Give the records below as a numbered list, one line per number, with blank lines dropped and the pictures omitted.

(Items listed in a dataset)
[BEGIN]

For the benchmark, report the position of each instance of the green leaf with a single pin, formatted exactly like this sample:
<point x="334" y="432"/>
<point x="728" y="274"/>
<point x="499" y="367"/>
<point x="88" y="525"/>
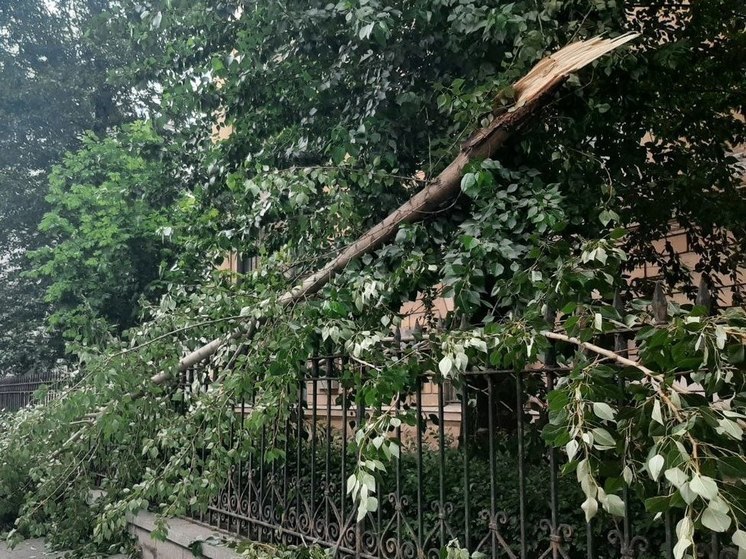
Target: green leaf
<point x="604" y="411"/>
<point x="703" y="486"/>
<point x="715" y="520"/>
<point x="655" y="465"/>
<point x="739" y="539"/>
<point x="676" y="477"/>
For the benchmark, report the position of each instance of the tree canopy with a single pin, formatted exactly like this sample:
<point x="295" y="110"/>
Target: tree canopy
<point x="337" y="113"/>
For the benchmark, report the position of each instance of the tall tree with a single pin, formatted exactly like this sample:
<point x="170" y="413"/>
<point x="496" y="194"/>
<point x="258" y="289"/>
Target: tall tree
<point x="56" y="60"/>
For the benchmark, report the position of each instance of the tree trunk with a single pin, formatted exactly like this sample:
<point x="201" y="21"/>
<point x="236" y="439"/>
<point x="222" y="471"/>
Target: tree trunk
<point x="532" y="92"/>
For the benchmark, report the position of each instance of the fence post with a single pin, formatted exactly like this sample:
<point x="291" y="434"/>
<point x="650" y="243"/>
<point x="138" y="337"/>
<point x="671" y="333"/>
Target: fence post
<point x="704" y="295"/>
<point x="659" y="304"/>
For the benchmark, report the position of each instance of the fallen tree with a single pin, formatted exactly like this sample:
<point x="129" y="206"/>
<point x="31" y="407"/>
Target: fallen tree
<point x="531" y="94"/>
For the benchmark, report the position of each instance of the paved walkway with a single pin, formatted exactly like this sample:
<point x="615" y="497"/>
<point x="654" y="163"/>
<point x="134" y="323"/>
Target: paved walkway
<point x="29" y="549"/>
<point x="33" y="549"/>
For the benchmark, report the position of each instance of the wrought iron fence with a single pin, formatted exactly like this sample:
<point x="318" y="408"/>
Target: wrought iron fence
<point x="474" y="469"/>
<point x="17" y="392"/>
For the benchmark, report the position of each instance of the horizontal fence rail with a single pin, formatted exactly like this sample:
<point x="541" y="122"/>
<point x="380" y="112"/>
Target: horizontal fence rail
<point x="17" y="392"/>
<point x="474" y="468"/>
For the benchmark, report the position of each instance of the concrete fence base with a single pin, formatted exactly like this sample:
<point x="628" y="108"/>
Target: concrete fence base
<point x="186" y="540"/>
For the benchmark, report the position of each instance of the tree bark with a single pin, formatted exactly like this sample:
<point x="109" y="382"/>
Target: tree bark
<point x="532" y="93"/>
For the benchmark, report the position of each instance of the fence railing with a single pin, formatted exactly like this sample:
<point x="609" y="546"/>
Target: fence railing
<point x="473" y="467"/>
<point x="17" y="392"/>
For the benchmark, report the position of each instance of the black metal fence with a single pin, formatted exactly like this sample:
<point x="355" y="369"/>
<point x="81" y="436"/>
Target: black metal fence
<point x="17" y="392"/>
<point x="473" y="468"/>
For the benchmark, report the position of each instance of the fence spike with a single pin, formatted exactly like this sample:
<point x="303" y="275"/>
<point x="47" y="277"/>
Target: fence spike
<point x="660" y="303"/>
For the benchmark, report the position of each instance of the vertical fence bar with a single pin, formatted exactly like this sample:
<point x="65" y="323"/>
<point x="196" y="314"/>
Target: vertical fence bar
<point x="360" y="526"/>
<point x="493" y="475"/>
<point x="343" y="478"/>
<point x="328" y="444"/>
<point x="442" y="466"/>
<point x="465" y="448"/>
<point x="299" y="455"/>
<point x="521" y="464"/>
<point x="550" y="362"/>
<point x="420" y="504"/>
<point x="314" y="424"/>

[END]

* [Task answer]:
1. For the benchmark, report the position of each instance of the green leaf with a single pin, formatted exactly like this sample:
2. <point x="334" y="432"/>
3. <point x="728" y="274"/>
4. <point x="499" y="367"/>
5. <point x="88" y="525"/>
6. Target: green leaf
7. <point x="604" y="411"/>
8. <point x="703" y="486"/>
9. <point x="715" y="520"/>
10. <point x="655" y="465"/>
11. <point x="739" y="539"/>
12. <point x="676" y="477"/>
13. For the benchmark, report the position of each instance of the tree canopy with a single pin, formatted exactly like this sample:
14. <point x="295" y="110"/>
15. Target: tree canopy
16. <point x="337" y="113"/>
17. For the benchmark, report the position of each instance of the tall tree with a single pin, formatted exactly like this sample:
18. <point x="170" y="413"/>
19. <point x="496" y="194"/>
20. <point x="258" y="289"/>
21. Target: tall tree
22. <point x="56" y="60"/>
23. For the benchmark, report the position of each instance of the tree trunk with a single pin, formatted exactly like this sample:
24. <point x="201" y="21"/>
25. <point x="236" y="439"/>
26. <point x="222" y="471"/>
27. Target: tree trunk
28. <point x="532" y="92"/>
29. For the benchmark, report the position of each instance of the fence post with a single pin, formatted exactly like this sample:
30. <point x="291" y="434"/>
31. <point x="650" y="243"/>
32. <point x="138" y="337"/>
33. <point x="671" y="333"/>
34. Target: fence post
35. <point x="704" y="295"/>
36. <point x="659" y="304"/>
37. For the benchmark, report the position of each instance of the fallen tree with a single pin, formatted exactly like this sample:
38. <point x="129" y="206"/>
39. <point x="31" y="407"/>
40. Target: fallen tree
41. <point x="531" y="94"/>
42. For the benchmark, report the position of each instance of the paved walkway with a single pin, formatted exactly like this sample:
43. <point x="615" y="497"/>
44. <point x="654" y="163"/>
45. <point x="134" y="323"/>
46. Target: paved walkway
47. <point x="29" y="549"/>
48. <point x="33" y="549"/>
49. For the benchmark, report the position of each instance of the wrought iron fence with a single pin, formatted exactly like this sample:
50. <point x="318" y="408"/>
51. Target: wrought iron fence
52. <point x="474" y="469"/>
53. <point x="17" y="392"/>
54. For the benchmark, report the position of each instance of the horizontal fence rail with a single pin, formatted exactly like this sample:
55. <point x="541" y="122"/>
56. <point x="380" y="112"/>
57. Target: horizontal fence rail
58. <point x="17" y="392"/>
59. <point x="474" y="468"/>
60. For the benchmark, report the position of each instance of the concrete fence base with a single pin, formatted exactly like this sample:
61. <point x="628" y="108"/>
62. Target: concrete fence base
63. <point x="186" y="540"/>
64. For the benchmark, report the position of each instance of the tree bark with a single pin, formatted exactly like this sample:
65. <point x="109" y="382"/>
66. Target: tree bark
67. <point x="532" y="93"/>
68. For the benchmark, report the position of each instance of the fence railing with a single pin, formatted exactly like this sample:
69. <point x="609" y="546"/>
70. Target: fence railing
71. <point x="473" y="467"/>
72. <point x="17" y="392"/>
73. For the benchmark, report the position of each instance of the black metal fence with a single pin, formatted exactly like this sample:
74. <point x="355" y="369"/>
75. <point x="81" y="436"/>
76. Target: black metal fence
77. <point x="17" y="392"/>
78. <point x="473" y="468"/>
79. For the benchmark, report the position of each instance of the fence spike with a single pin, formatted exactly like this sample:
80. <point x="303" y="275"/>
81. <point x="47" y="277"/>
82. Target: fence spike
83. <point x="660" y="303"/>
84. For the benchmark, report the position of each instance of the vertical fence bar with a single pin, formatted exactly like this sample:
85. <point x="65" y="323"/>
86. <point x="196" y="314"/>
87. Target: vertical fence bar
88. <point x="360" y="526"/>
89. <point x="493" y="475"/>
90. <point x="343" y="478"/>
91. <point x="328" y="444"/>
92. <point x="442" y="466"/>
93. <point x="465" y="448"/>
94. <point x="299" y="455"/>
95. <point x="521" y="464"/>
96. <point x="550" y="362"/>
97. <point x="420" y="504"/>
98. <point x="314" y="424"/>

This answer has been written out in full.